• AIM OF THE TASK: The listing that follows is to be repeated exactly.

• MATERIAL PROVIDED:
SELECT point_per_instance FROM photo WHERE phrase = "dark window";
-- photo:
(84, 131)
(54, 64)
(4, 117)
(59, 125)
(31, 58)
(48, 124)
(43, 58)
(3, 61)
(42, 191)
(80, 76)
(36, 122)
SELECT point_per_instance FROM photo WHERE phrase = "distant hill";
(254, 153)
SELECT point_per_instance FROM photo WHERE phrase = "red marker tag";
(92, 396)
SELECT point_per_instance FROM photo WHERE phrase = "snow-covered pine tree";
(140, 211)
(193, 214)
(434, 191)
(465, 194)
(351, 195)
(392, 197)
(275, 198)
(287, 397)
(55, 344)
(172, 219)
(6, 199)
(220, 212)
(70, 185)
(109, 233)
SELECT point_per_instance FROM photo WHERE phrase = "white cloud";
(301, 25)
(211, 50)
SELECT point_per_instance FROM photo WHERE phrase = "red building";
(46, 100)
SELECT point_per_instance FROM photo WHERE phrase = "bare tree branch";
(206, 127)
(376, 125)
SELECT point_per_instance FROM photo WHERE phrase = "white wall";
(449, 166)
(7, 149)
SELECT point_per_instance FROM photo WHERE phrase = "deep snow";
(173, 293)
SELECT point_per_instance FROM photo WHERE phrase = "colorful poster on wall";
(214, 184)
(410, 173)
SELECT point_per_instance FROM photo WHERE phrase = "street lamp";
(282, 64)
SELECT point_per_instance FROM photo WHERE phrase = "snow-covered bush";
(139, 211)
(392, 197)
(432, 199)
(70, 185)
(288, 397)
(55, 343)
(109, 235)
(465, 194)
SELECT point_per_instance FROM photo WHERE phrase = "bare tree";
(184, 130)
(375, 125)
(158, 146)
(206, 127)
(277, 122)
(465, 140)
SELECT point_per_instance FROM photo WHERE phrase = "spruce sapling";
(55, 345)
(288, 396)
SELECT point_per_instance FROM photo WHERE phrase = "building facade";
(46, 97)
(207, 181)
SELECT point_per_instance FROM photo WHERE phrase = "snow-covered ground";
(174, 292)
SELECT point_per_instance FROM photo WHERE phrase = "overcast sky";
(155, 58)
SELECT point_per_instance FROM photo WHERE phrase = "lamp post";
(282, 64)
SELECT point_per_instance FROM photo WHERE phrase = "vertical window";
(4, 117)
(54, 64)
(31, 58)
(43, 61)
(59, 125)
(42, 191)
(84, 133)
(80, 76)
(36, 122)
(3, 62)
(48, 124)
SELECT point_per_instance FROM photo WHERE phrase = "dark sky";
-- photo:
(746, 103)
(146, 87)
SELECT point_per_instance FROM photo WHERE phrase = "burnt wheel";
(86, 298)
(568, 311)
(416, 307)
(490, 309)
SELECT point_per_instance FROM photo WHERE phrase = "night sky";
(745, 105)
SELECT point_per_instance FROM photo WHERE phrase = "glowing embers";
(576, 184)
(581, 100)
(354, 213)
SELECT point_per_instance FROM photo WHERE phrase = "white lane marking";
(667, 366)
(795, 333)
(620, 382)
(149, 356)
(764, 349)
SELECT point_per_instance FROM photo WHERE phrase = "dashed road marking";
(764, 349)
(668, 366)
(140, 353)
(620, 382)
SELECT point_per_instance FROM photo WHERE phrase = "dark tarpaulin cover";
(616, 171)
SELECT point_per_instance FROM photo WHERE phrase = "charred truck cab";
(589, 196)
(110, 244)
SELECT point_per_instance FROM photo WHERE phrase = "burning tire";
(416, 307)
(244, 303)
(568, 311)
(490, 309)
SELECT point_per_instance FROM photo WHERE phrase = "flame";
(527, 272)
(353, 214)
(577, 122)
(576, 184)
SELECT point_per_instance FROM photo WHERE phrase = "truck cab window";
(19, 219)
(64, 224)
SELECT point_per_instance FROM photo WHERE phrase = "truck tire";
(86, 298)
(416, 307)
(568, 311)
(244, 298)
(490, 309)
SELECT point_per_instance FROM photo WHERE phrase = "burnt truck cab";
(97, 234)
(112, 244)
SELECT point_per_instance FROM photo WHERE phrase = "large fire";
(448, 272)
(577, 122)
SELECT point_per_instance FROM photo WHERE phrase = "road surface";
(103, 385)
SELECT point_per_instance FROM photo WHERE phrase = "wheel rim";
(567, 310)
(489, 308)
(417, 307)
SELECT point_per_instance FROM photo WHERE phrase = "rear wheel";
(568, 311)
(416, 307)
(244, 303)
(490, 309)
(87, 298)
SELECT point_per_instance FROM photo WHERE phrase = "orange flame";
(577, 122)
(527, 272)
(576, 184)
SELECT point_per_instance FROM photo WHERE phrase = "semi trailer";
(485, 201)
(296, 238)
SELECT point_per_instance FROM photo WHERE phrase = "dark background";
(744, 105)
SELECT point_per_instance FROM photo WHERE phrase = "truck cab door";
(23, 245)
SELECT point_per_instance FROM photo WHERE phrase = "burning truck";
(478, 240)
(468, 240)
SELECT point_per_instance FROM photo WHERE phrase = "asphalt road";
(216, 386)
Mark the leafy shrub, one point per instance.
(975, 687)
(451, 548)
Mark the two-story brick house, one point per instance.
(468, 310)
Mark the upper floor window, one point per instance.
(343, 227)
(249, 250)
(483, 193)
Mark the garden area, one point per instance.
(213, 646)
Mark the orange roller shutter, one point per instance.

• RESPONSE TO THIS EXERCISE:
SELECT point_per_instance FROM photo WHERE phrase = "dark window";
-- photo:
(84, 131)
(54, 64)
(4, 117)
(59, 125)
(31, 58)
(48, 124)
(43, 58)
(3, 61)
(42, 191)
(80, 76)
(36, 122)
SELECT point_per_instance FROM photo WHERE phrase = "distant hill";
(254, 153)
SELECT point_per_instance FROM photo WHERE phrase = "red marker tag";
(92, 396)
SELECT point_per_instance FROM photo WHERE phrase = "snow-covered pine tree";
(140, 211)
(193, 214)
(434, 191)
(465, 194)
(351, 195)
(392, 197)
(275, 198)
(287, 397)
(55, 344)
(172, 219)
(6, 199)
(220, 212)
(70, 185)
(109, 233)
SELECT point_per_instance FROM photo WHERE phrase = "white cloud";
(301, 25)
(211, 50)
SELECT point_per_instance FROM photo WHERE phrase = "red building";
(46, 100)
SELECT point_per_instance FROM photo WHERE phrase = "bare tree branch";
(206, 127)
(376, 125)
SELECT point_per_instance FROM photo WHERE phrase = "white wall";
(449, 166)
(7, 149)
SELECT point_per_instance FROM photo WHERE phrase = "deep snow";
(173, 293)
SELECT point_per_instance FROM photo WHERE phrase = "colorful poster on wall";
(214, 184)
(410, 173)
SELECT point_per_instance FROM photo WHERE phrase = "street lamp";
(282, 64)
SELECT point_per_instance FROM photo WHERE phrase = "snow-covered bush";
(139, 211)
(392, 197)
(432, 199)
(70, 185)
(288, 397)
(55, 343)
(109, 235)
(465, 194)
SELECT point_per_instance FROM photo WHERE phrase = "bare tree";
(184, 130)
(375, 125)
(158, 146)
(206, 127)
(277, 122)
(465, 140)
SELECT point_per_instance FROM photo WHERE phrase = "spruce sapling";
(55, 345)
(288, 396)
SELECT point_per_instance FROM photo WHERE phrase = "building facade";
(46, 97)
(207, 181)
SELECT point_per_instance FROM photo WHERE phrase = "snow-covered ground";
(174, 292)
SELECT point_per_instance FROM photo WHERE phrase = "overcast sky";
(155, 58)
SELECT point_per_instance FROM photo WHERE phrase = "lamp post";
(282, 64)
SELECT point_per_instance FROM photo WHERE phrase = "vertical window";
(4, 117)
(54, 64)
(31, 58)
(43, 61)
(59, 125)
(42, 191)
(84, 133)
(80, 76)
(36, 122)
(3, 62)
(48, 124)
SELECT point_per_instance FROM photo WHERE phrase = "dark sky";
-- photo:
(746, 103)
(146, 87)
SELECT point_per_instance FROM photo WHERE phrase = "burnt wheel";
(86, 298)
(568, 311)
(416, 307)
(490, 309)
SELECT point_per_instance FROM photo WHERE phrase = "night sky";
(745, 105)
SELECT point_per_instance FROM photo WHERE phrase = "glowing embers";
(576, 184)
(581, 100)
(354, 213)
SELECT point_per_instance FROM photo WHERE phrase = "white lane marking";
(667, 366)
(795, 333)
(620, 382)
(149, 356)
(764, 349)
SELECT point_per_instance FROM photo WHERE phrase = "dashed road marking";
(764, 349)
(668, 366)
(140, 353)
(620, 382)
SELECT point_per_instance FROM photo WHERE phrase = "dark tarpaulin cover";
(616, 171)
SELECT point_per_instance FROM photo WHERE phrase = "charred truck cab";
(589, 196)
(110, 244)
SELECT point_per_instance FROM photo WHERE phrase = "burning tire";
(416, 307)
(244, 303)
(568, 311)
(490, 309)
SELECT point_per_instance FROM photo WHERE phrase = "flame";
(527, 272)
(353, 214)
(577, 122)
(576, 184)
SELECT point_per_instance FROM photo WHERE phrase = "truck cab window";
(19, 219)
(64, 224)
SELECT point_per_instance FROM photo WHERE phrase = "truck tire";
(86, 298)
(416, 307)
(568, 311)
(244, 298)
(490, 309)
SELECT point_per_instance FROM photo WHERE phrase = "burnt truck cab";
(97, 234)
(112, 244)
SELECT point_per_instance FROM photo WHERE phrase = "large fire";
(448, 272)
(577, 122)
SELECT point_per_instance FROM photo WHERE phrase = "road surface";
(103, 385)
SELECT point_per_instance FROM photo WHERE phrase = "wheel rim";
(567, 310)
(489, 308)
(417, 307)
SELECT point_per_instance FROM photo WHERE phrase = "rear wheel";
(568, 311)
(416, 307)
(244, 303)
(490, 309)
(87, 298)
SELECT point_per_instance FROM photo WHERE phrase = "orange flame";
(577, 122)
(527, 272)
(576, 184)
SELECT point_per_instance FROM photo WHERE phrase = "semi trailer";
(485, 201)
(296, 238)
SELECT point_per_instance FROM photo WHERE phrase = "dark background";
(744, 105)
SELECT point_per_instance FROM photo WHERE phrase = "truck cab door";
(23, 245)
SELECT point_per_instance FROM photo WHERE phrase = "burning truck";
(478, 240)
(468, 240)
SELECT point_per_instance FROM photo WHERE phrase = "asphalt road";
(216, 386)
Mark the leafy shrub, one point per instance.
(975, 687)
(451, 548)
Mark the two-story brick house, one point per instance.
(468, 310)
Mark the upper floor window, one point per instance.
(343, 227)
(249, 250)
(483, 193)
Mark the garden area, one point per instance.
(213, 646)
Mark the orange roller shutter, one point per instance.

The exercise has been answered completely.